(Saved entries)
================================
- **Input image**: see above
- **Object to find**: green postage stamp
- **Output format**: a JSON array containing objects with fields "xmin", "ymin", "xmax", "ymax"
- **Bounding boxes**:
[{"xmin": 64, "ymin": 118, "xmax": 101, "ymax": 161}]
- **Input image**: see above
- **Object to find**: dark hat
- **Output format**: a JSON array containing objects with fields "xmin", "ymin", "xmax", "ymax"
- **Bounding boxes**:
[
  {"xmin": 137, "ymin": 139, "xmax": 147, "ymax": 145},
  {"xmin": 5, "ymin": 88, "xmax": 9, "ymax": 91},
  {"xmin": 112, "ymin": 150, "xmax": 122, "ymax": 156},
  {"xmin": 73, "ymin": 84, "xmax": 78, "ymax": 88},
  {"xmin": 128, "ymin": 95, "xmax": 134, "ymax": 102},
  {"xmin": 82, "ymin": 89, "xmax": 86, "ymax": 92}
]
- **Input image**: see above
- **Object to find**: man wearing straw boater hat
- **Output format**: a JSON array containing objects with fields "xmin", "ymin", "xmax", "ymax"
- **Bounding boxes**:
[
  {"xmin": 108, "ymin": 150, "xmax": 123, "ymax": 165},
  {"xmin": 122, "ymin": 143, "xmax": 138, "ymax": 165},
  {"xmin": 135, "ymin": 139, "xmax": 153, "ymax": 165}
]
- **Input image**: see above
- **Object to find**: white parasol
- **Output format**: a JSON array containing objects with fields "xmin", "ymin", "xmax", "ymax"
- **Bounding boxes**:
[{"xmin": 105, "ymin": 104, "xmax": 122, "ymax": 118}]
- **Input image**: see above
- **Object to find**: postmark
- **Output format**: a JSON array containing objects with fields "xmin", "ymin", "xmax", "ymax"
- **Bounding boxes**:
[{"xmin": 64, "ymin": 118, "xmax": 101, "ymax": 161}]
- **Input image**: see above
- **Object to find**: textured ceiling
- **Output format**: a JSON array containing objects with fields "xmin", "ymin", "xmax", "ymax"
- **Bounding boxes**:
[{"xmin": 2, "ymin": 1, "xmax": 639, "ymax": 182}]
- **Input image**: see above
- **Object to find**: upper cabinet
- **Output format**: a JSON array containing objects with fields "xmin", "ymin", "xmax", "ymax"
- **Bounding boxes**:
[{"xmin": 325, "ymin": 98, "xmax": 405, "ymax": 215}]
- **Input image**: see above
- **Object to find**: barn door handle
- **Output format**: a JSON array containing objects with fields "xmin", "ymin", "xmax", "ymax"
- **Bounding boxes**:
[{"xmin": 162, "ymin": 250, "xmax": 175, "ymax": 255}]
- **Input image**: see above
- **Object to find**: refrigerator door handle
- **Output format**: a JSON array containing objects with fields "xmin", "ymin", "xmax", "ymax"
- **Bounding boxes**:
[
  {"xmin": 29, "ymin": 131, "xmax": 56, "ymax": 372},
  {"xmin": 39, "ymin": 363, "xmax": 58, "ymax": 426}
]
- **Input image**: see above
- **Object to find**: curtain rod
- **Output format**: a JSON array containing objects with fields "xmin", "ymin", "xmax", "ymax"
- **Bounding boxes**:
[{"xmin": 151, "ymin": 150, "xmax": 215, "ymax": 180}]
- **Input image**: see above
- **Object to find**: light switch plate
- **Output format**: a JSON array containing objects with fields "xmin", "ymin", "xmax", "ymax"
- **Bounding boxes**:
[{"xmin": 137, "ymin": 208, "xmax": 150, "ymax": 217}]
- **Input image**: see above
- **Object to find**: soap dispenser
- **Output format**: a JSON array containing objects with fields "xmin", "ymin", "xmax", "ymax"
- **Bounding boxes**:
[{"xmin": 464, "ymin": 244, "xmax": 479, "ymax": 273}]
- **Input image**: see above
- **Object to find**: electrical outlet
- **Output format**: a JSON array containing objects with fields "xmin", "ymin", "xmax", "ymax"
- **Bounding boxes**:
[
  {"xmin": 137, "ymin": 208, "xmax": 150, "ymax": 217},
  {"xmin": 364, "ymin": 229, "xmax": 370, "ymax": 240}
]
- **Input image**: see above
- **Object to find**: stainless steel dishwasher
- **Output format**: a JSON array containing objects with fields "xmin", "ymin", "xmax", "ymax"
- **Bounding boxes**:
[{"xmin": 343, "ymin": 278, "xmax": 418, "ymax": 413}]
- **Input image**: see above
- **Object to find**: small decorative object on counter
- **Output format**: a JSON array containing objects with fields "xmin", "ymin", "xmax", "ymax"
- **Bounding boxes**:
================================
About this exercise – For this exercise, output all the data exactly as shown above.

Solution below –
- **Input image**: see above
- **Object to find**: green postage stamp
- **Output format**: a JSON array containing objects with fields "xmin", "ymin", "xmax", "ymax"
- **Bounding boxes**:
[{"xmin": 64, "ymin": 118, "xmax": 101, "ymax": 161}]
- **Input image**: see above
- **Object to find**: dark hat
- **Output format**: a JSON array containing objects with fields "xmin", "ymin", "xmax", "ymax"
- **Bounding boxes**:
[
  {"xmin": 137, "ymin": 139, "xmax": 147, "ymax": 145},
  {"xmin": 5, "ymin": 88, "xmax": 9, "ymax": 91},
  {"xmin": 112, "ymin": 150, "xmax": 122, "ymax": 156},
  {"xmin": 73, "ymin": 84, "xmax": 78, "ymax": 88},
  {"xmin": 128, "ymin": 95, "xmax": 134, "ymax": 102},
  {"xmin": 82, "ymin": 89, "xmax": 86, "ymax": 92}
]
- **Input image**: see above
- **Object to find**: man wearing straw boater hat
- **Output format**: a JSON array containing objects with fields "xmin", "ymin", "xmax", "ymax"
- **Bounding boxes**:
[
  {"xmin": 108, "ymin": 150, "xmax": 123, "ymax": 165},
  {"xmin": 122, "ymin": 143, "xmax": 138, "ymax": 165},
  {"xmin": 135, "ymin": 139, "xmax": 153, "ymax": 165}
]
- **Input image**: see above
- **Object to find**: white parasol
- **Output format**: a JSON array containing objects with fields "xmin", "ymin", "xmax", "ymax"
- **Bounding boxes**:
[{"xmin": 105, "ymin": 104, "xmax": 122, "ymax": 118}]
- **Input image**: see above
- **Object to find**: postmark
- **Output format**: a JSON array containing objects with fields "xmin", "ymin", "xmax", "ymax"
- **Bounding boxes**:
[{"xmin": 64, "ymin": 118, "xmax": 101, "ymax": 161}]
- **Input image**: see above
- **Object to find**: textured ceiling
- **Output format**: a JSON array containing objects with fields "xmin", "ymin", "xmax", "ymax"
- **Bounding boxes**:
[{"xmin": 2, "ymin": 1, "xmax": 639, "ymax": 182}]
- **Input image**: see above
- **Object to find**: upper cabinet
- **Output format**: a JSON array containing objects with fields "xmin", "ymin", "xmax", "ymax"
- **Bounding boxes**:
[{"xmin": 325, "ymin": 98, "xmax": 405, "ymax": 215}]
- **Input image**: see above
- **Object to find**: barn door handle
- **Output format**: a JSON array containing objects with fields "xmin", "ymin", "xmax", "ymax"
- **Bounding boxes**:
[{"xmin": 162, "ymin": 250, "xmax": 175, "ymax": 255}]
- **Input image**: see above
- **Object to find**: refrigerator door handle
- **Output format**: a JSON array containing objects with fields "xmin", "ymin", "xmax", "ymax"
- **Bounding boxes**:
[
  {"xmin": 29, "ymin": 131, "xmax": 56, "ymax": 372},
  {"xmin": 39, "ymin": 363, "xmax": 58, "ymax": 426}
]
- **Input image**: see above
- **Object to find**: curtain rod
- **Output format**: a JSON array containing objects with fields "xmin", "ymin", "xmax", "ymax"
- **Bounding boxes**:
[{"xmin": 151, "ymin": 150, "xmax": 215, "ymax": 180}]
- **Input image**: see above
- **Object to find**: light switch plate
- **Output format**: a JSON array containing objects with fields "xmin", "ymin", "xmax", "ymax"
- **Bounding boxes**:
[{"xmin": 137, "ymin": 208, "xmax": 150, "ymax": 217}]
- **Input image**: see above
- **Object to find**: soap dispenser
- **Output format**: a JSON array containing objects with fields "xmin", "ymin", "xmax", "ymax"
- **Bounding boxes**:
[{"xmin": 464, "ymin": 244, "xmax": 479, "ymax": 273}]
- **Input image**: see above
- **Object to find**: electrical outlet
- **Output format**: a JSON array containing objects with fields "xmin", "ymin", "xmax", "ymax"
- **Bounding boxes**:
[
  {"xmin": 137, "ymin": 208, "xmax": 150, "ymax": 217},
  {"xmin": 364, "ymin": 229, "xmax": 370, "ymax": 240}
]
- **Input image**: see above
- **Object to find**: stainless steel dishwasher
- **Output format**: a JSON array containing objects with fields "xmin", "ymin", "xmax", "ymax"
- **Bounding boxes**:
[{"xmin": 343, "ymin": 278, "xmax": 418, "ymax": 413}]
- **Input image**: see above
- **Object to find**: small decorative object on counter
- **Output format**: a JSON array containing objects with fields "xmin", "ymin", "xmax", "ymax"
- **Bounding boxes**:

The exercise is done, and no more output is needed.